- Page excerpt -
+ + + +

Doyen of linguistics
K. DAMODAR RAO
http://www.thehindu.com/arts/history-and-culture/article593622.ece
Bhadriraju Krishnamurty stands out as a cultural and linguistics icon.

The first World Classical Tamil Conference held at Coimbatore should be an eye-opener to other states and regional sub-cultures for asserting their language, heritage, history, ethos, and their tradition of music, dance and song.

One significant feature of the cultural extravaganza organized by Tamil Nadu was honouring a foreigner who attempted to establish links between ancient Tamil script and the so-far undeciphered Indus Valley script. There are many scholar-critics and cultural activists who contributed to the enrichment of Telugu language and culture and who took part vigorously in the campaign to make Telugu a classical language, a status accorded to Tamil.

It is in this context that one remembers the yeoman service rendered by the 82-year-old Prof. Bhadriraju Krishnamurty, better known as BHK in academic and literary circles. Doyen of linguistics and literary activism for over fifty years now, he was the driving force behind other Telugu litterateurs in disseminating the relevant information, collecting and collating the write-ups on the 2000-year-old inscriptions and presenting the needed data to the government with factual account to prove the ancestry of the Telugu language.

Born in Ongole in 1928, Dr. Bh. Krishnamurty took his Ph.D from University of Pennsylvania in 1957. For his contribution to Dravidian Linguistics, he received Hon Dlitt. from Sri Venkateswara University, Tirupati (1998), and Dravidian University, Kuppam (2007). Earlier, he worked as Professor of Linguistics (1962-88), Osmania University; Dean, Faculty of Arts (1973-6), Member, University Syndicate (71-75); Director, Southern Regional Centre, Indian Council of Social Science Research (1978-82); Vice-Chancellor of University of Hyderabad (1986-93).

BHK has written over 25 books and over 120 research papers, both in English and Telugu which include Telugu Verbal Bases: A Comparative and Descriptive Study, Comparative Dravidian Linguistics: Current Perspectives, The Dravidian Languages. Gold Nuggets: An Anthology of Selected Post-independence Telugu Short Stories in English Translation (ed. with C. Vijayasree).

One only wishes the saga of BHK continues forever.

+ + + +

- Records in a dataset -
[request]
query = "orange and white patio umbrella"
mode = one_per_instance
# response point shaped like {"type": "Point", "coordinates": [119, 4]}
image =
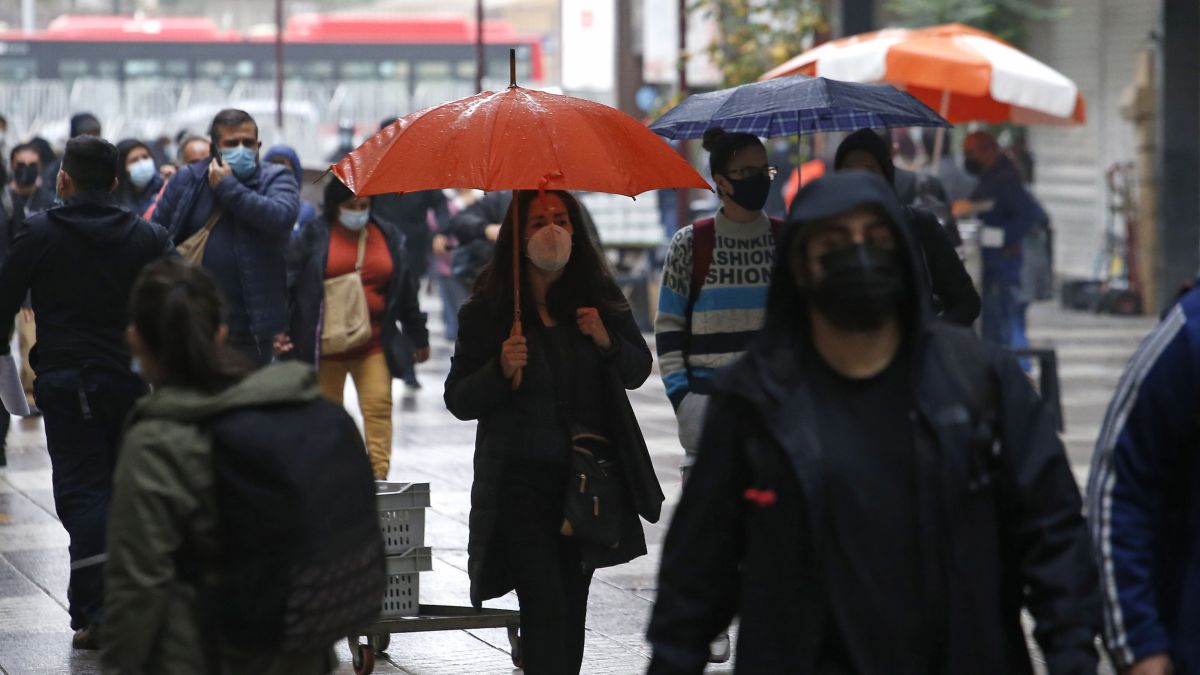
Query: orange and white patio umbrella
{"type": "Point", "coordinates": [964, 73]}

+ + + +

Decide whether each statement agrees with the article on Bhadriraju Krishnamurty, answering yes or no and quoting the words of the article that settle it. 1. He earned his Ph.D from the University of Pennsylvania in 1957. 2. He served as Vice-Chancellor of Osmania University. 3. All of his books and research papers were written in English. The listing is separate material that has no connection to the text.

- Task solution -
1. Yes: "took his Ph.D from University of Pennsylvania in 1957"
2. No: "Vice-Chancellor of University of Hyderabad (1986-93)"
3. No: "both in English and Telugu"